* start SELECTED PASSAGE *

Wijsheid van Soloman

volgens

Jack van Ommen

Solo Wereldzeilen in goed gezelschap

Please, give me your honest/frank feedback. I need your help. I have tested it on just a few and the younger of them tell me that Salomo/Solomon do not register at all. So, I may need to drop that part.

But I feel reasonable good about the title. It has not been used in any other books.

I went to mass this morning at the Haarlem cathedral, Sint Bavo. There was a baptism of a lovely baby girl. The mother and her twin brother and parents had been housed in the cathedral’s rectory over twenty years ago as political refugees from Syria. Hart warming. The cathedral’s boy choir sang. Sorry girls, but they are much better than the girl choir of the previous Sunday.

Next Sunday I sing with the Augustinus church choir. They are short on tenors for this service. I will rehearse this Wednesday. The mass choral part is from Missa Pontificalis of Lorenzo Perosi. This is brand new to me. Wish me luck, please. But from what I have listened to in audio it is gorgeous and excited to do well.   For the communion we sing O, Salutaris Hostia from Edward Elgar which I have sung before. Then on Monday evening I show slides of part of the 9 year voyage and the shipwreck to my friends in the choir and possibly some of the Parishioners.

The first reading in today’s service is from Isaiah 58: 7-10

verse 7: Is it not to share your food with the hungry and to provide the poor wanderer with shelter? 

So, remember this when I come knocking. God, placed me homeless in your midst so that you can shelter me. But, jest aside, it was another service that makes my week. The little girl’s name was something like Lucinda or Lucera, meaning Light, and the gospel was from Matthew 5. “You are the Light of the World”.

* end SELECTED PASSAGE *

- [TASK STATEMENT]:
Decide whether each statement agrees with the post about Sunday mass and choir singing, and quote the words that settle it: (a) the cathedral's boy choir sang at the Sint Bavo service, (b) the writer has sung the Missa Pontificalis before, (c) the first reading came from Matthew 5. Rely only on the post above.

* start DATASET CONTENT *

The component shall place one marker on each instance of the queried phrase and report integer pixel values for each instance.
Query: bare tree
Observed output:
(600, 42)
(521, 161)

* end DATASET CONTENT *

- [SOLUTION TO THIS TASK]:
(a) Yes: "The cathedral’s boy choir sang."
(b) No: "This is brand new to me."
(c) No: "The first reading in today’s service is from Isaiah 58: 7-10"